WORK INSTRUCTION :: Print exactly the lines below between the line holding "Exercise. Identify the stone wall" and the line holding "Exercise. Identify the box", inclusive, and nothing more.

INPUT MATERIAL ::
══════════

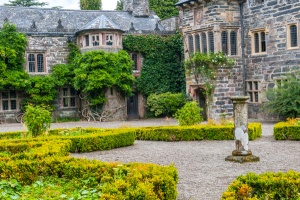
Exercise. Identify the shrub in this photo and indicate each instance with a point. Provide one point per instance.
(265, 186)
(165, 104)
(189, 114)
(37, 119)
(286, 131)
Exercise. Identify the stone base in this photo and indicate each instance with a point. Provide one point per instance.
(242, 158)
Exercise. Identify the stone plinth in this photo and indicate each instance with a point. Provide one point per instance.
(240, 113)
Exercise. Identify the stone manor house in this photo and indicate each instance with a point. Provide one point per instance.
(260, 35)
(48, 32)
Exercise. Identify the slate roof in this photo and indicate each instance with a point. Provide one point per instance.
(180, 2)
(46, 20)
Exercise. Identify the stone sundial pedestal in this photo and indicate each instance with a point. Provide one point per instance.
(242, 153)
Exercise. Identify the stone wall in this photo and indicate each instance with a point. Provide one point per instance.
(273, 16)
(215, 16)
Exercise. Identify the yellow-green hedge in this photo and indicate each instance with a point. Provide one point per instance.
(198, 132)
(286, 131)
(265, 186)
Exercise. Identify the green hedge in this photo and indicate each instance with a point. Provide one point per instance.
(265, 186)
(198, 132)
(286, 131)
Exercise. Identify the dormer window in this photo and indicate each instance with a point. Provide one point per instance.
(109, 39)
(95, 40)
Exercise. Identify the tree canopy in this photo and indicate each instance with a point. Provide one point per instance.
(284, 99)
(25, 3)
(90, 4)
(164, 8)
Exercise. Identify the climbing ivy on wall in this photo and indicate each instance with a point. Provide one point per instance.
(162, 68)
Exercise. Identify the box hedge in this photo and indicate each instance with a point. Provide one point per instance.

══════════

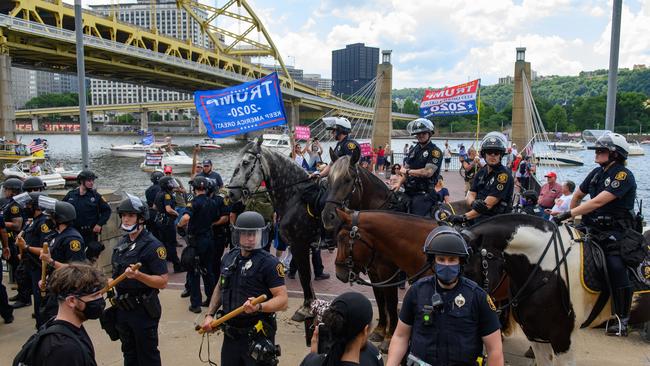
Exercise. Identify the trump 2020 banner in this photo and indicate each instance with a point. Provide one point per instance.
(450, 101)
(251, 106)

══════════

RESULT ::
Exercise. Identify the stone wall in this photo and indicate each instance with a point. Provide one point per instance.
(273, 16)
(215, 16)
Exercise. Identify the yellow-green hedge in this photo and indicate each instance with a point. Provide one point per instance.
(198, 132)
(286, 131)
(265, 186)
Exercise. Identify the green hedge in this photo and indicate each instance with a point. Provide one point per instance.
(265, 186)
(198, 132)
(286, 131)
Exercise. Identify the dormer window in this photo and indicate each instance with a point. Provide one point per instance.
(109, 39)
(95, 40)
Exercise. Identify the tree canopy in this photo and indicate each instance with a point. Provide one point per instance.
(284, 99)
(25, 3)
(90, 4)
(164, 8)
Exercise. Identify the climbing ivy on wall in this photo and indicate each instance with a point. Provide one point per instance.
(162, 68)
Exercise. Identify the box hedge in this photo and indicate each instance with a point. Provide one point per instance.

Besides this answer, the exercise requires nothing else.